**Aufgabenziel**
Schreiben Sie den Textauszug zum Entscheid des Zürcher Obergerichts vollständig und ohne jede Änderung ab.

**Textauszug**
Von einem Menschen, der im Alltag nicht zurechtkommt und deshalb einen Beistand erhalten soll, kann man auch keine juristisch einwandfreien Rekurse verlangen. In solchen Fällen müssen Behörden Rücksicht nehmen. Dies hat das Zürcher Obergericht entschieden und damit das Verhalten des Bezirksrates Bülach als "nicht angemessen" beurteilt.
Im August 2017 entschied die KESB Bülach-Süd, einem 45-jährigen Mann einen Beistand zur Seite zu stellen. Dieser sollte für ihn administrative und finanzielle Angelegenheiten regeln, denn nur schon das rechtzeitige Einzahlen der Miete war ein Problem.
Wegen eines Unfalls als Kleinkind hat der Betroffene eine Sprachstörung und kann sich nur unzureichend mitteilen. Im Alltag ist er rasch überfordert. Zudem kann er Situationen schlecht einschätzen und erkennt nicht, welche Folgen seine Handlungen haben.

**Bereitgestellte Angaben**
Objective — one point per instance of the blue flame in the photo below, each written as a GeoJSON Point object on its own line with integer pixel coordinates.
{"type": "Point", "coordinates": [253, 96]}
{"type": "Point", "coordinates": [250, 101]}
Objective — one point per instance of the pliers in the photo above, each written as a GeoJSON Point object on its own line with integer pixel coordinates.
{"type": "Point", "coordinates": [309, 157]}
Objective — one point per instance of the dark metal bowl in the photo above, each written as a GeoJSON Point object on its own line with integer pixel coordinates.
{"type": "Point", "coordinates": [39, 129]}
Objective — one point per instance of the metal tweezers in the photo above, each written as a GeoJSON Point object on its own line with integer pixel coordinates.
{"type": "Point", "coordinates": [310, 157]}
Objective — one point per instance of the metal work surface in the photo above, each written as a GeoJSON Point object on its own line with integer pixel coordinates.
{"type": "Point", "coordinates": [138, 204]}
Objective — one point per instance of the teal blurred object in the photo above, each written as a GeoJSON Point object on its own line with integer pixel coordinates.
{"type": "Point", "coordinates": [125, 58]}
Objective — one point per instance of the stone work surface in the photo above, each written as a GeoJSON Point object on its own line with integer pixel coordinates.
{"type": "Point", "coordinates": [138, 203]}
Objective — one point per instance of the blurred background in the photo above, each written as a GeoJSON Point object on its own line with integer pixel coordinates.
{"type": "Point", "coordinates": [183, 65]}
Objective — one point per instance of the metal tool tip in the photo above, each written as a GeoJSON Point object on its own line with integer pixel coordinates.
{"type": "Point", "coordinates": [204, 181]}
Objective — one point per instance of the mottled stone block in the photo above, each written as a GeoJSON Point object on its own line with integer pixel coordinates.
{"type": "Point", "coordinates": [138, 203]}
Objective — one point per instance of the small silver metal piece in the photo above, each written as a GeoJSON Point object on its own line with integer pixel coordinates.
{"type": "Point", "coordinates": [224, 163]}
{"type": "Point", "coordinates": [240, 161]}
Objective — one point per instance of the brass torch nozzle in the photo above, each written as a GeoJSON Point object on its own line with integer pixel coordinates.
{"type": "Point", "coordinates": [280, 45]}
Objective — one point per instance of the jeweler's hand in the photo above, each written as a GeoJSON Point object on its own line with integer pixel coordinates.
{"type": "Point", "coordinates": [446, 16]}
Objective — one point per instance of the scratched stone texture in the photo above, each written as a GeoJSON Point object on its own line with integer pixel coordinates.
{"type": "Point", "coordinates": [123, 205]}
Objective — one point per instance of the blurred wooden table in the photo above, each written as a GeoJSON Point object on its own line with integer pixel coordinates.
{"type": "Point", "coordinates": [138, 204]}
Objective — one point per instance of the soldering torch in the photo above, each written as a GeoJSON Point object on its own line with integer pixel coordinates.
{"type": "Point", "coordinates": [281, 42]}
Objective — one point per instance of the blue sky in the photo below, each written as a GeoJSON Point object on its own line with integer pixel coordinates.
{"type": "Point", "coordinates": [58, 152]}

**Antwort zur Aufgabe**
Von einem Menschen, der im Alltag nicht zurechtkommt und deshalb einen Beistand erhalten soll, kann man auch keine juristisch einwandfreien Rekurse verlangen. In solchen Fällen müssen Behörden Rücksicht nehmen. Dies hat das Zürcher Obergericht entschieden und damit das Verhalten des Bezirksrates Bülach als "nicht angemessen" beurteilt.
Im August 2017 entschied die KESB Bülach-Süd, einem 45-jährigen Mann einen Beistand zur Seite zu stellen. Dieser sollte für ihn administrative und finanzielle Angelegenheiten regeln, denn nur schon das rechtzeitige Einzahlen der Miete war ein Problem.
Wegen eines Unfalls als Kleinkind hat der Betroffene eine Sprachstörung und kann sich nur unzureichend mitteilen. Im Alltag ist er rasch überfordert. Zudem kann er Situationen schlecht einschätzen und erkennt nicht, welche Folgen seine Handlungen haben.